• [Document segment]
════════════════════

Criminal Defense Attorney Resource Center

General Rights of the Accused

Burden of proof – In a criminal case, the burden of proof is the government (the prosecution). In order to get a conviction in court, they have to prove you guilty. If they cannot prove you guilty, you are by default not guilty. This means you don’t have to prove that you didn’t do it; you don’t have to prove anything. Even if the jury thinks you most likely did it or probably did it, that’s not enough. Most likely and probably = Not Guilty.

Level of Proof – The government must carry the burden of proof and must do so by proving you guilty beyond a reasonable doubt. This is the highest level of proof in our legal system (and the highest in the world). In civil cases (like car accidents or lawsuits by corporations for millions of dollars) the level of proof is much lower. The criminal law combination of the burden of proof (on the government), the level of proof (beyond a reasonable doubt), and the presumption of innocence (you’re not guilty unless the government meets it’s burden and proves you guilty beyond all reasonable doubt) – especially in the hands of a skilled Dallas criminal lawyer – can make it very difficult to convict.

General Rights – The US Constitution, as well as the Texas Constitution, guarantees all of us with some important and powerful rights against government overreach and oppression. First and foremost is the right to a public trial. Trials must be public so that everyone can see what the government is up to. Next is the right to confront one’s accusers. Secret witnesses and sealed testimony were common in the Old World countries at the time of our country’s founding. When you’re accused of something, the government must bring its evidence and witnesses to the open and public court so that you can see what they have and who is saying what against you. You then, through your criminal defense attorney, get to cross-examine them. Third, you have the right to call witnesses to court to testify on your behalf. This coupled with a witness subpoena power equal to the government’s somewhat levels the playing field for you when you’re accused of a criminal offense. And finally, you have the right to testify on your own behalf or remain silent. These are equal powers that no one can take away from you. No one can stop you from testifying if that’s your choice and no one can make you testify if you don’t want to. If you choose not to testify, that cannot be taken as evidence of your guilt or for any reason whatsoever.

════════════════════

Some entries
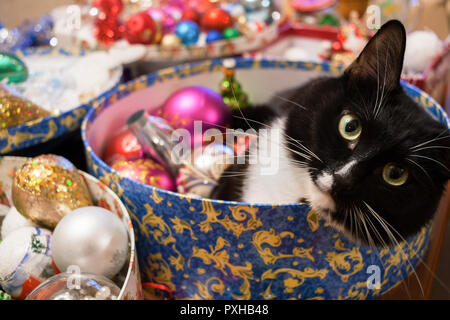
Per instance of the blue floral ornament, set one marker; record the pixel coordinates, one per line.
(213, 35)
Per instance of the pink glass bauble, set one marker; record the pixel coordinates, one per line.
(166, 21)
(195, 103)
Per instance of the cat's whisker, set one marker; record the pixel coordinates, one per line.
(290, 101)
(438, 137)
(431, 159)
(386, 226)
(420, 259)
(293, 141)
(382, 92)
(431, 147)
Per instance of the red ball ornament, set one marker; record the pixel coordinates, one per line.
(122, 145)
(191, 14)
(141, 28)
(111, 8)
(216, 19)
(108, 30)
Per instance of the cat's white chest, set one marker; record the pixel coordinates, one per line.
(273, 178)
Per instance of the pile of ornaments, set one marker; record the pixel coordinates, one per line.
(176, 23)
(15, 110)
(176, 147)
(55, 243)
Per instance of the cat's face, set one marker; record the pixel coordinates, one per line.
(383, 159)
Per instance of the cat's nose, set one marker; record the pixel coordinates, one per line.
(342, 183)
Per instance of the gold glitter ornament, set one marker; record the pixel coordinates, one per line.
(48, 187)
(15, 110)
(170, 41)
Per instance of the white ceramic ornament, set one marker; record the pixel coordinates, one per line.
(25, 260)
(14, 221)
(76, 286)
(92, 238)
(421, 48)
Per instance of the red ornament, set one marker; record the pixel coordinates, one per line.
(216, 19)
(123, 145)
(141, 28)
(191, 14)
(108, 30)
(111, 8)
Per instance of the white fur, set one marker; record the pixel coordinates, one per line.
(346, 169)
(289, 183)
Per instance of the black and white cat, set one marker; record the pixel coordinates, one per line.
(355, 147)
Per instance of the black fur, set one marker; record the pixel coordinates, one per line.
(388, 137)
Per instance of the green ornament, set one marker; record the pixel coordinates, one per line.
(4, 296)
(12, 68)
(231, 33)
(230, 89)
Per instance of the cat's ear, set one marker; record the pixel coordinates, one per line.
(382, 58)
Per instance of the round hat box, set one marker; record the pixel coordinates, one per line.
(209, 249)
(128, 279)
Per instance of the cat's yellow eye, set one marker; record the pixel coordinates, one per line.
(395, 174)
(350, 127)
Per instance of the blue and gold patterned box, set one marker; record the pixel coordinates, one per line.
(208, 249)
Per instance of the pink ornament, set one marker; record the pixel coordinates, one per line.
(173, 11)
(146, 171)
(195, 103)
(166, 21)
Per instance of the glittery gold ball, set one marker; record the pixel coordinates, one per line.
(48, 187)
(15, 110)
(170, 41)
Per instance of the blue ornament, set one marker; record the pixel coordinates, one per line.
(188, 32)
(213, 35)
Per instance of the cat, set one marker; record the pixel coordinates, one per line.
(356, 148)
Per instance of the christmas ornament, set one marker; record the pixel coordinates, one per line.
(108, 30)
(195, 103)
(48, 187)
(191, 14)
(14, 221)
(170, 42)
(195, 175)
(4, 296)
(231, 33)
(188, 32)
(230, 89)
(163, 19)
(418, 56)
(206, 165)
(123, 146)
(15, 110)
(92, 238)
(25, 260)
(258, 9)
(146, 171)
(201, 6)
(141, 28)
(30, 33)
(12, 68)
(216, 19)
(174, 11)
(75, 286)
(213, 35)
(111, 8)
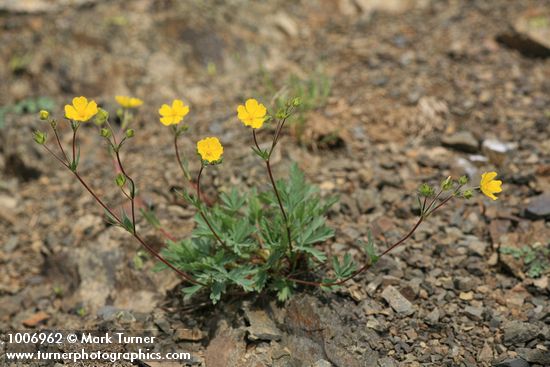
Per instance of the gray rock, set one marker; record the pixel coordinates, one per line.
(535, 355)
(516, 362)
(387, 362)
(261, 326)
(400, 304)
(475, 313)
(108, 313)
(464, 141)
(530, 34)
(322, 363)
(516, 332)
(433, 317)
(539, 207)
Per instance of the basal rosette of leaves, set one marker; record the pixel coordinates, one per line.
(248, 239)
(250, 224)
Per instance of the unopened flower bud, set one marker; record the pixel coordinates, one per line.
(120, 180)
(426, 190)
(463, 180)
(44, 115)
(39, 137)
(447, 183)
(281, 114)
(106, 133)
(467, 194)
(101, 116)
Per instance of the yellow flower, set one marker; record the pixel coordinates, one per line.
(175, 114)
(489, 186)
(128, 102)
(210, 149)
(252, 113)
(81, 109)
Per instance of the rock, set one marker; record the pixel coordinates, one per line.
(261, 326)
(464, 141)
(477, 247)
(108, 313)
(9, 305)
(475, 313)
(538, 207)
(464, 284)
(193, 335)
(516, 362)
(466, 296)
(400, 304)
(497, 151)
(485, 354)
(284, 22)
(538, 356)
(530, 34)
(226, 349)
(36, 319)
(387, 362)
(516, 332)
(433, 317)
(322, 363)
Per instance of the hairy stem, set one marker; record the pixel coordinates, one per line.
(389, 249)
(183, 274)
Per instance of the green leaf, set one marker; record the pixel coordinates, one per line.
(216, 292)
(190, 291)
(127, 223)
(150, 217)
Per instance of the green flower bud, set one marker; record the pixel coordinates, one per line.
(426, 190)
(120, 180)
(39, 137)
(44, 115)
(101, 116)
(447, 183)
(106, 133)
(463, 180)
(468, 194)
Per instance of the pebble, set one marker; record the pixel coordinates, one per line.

════════════════════

• [Tasks for this exercise]
A – In the text on rights of the accused, who carries the burden of proof in a criminal case?
B – Proceed with the text on rights of the accused, picking up after its final sentence.
The entries aren't needed here.

• [Results for the exercise]
A – The government (the prosecution).

B –
Know Your Rights

Want more information about these and more rights? Check out our Know Your Rights page where we have compiled a list of your rights, your responsibilities, and what to do in common situations when you encounter law enforcement.

Mental States Defined

All criminal offenses must involve a voluntary act. Most (but not all) criminal offenses a culpable mental state: that the accused acted intentionally, knowingly, recklessly, or with criminal negligence. Offenses that do not involve a culpable mental state are commonly called “strict liability offenses.”

Intentionally – A person acts intentionally, or with intent, with respect to the nature of his conduct or to a result of his conduct when it is his conscious objective or desire to engage in the conduct or cause the result.

Knowingly – A person acts knowingly, or with knowledge, with respect to the nature of his conduct or to circumstances surrounding his conduct when he is aware of the nature of his conduct or that the circumstances exist. A person acts knowingly, or with knowledge, with respect to a result of his conduct when he is aware that his conduct is reasonably certain to cause the result.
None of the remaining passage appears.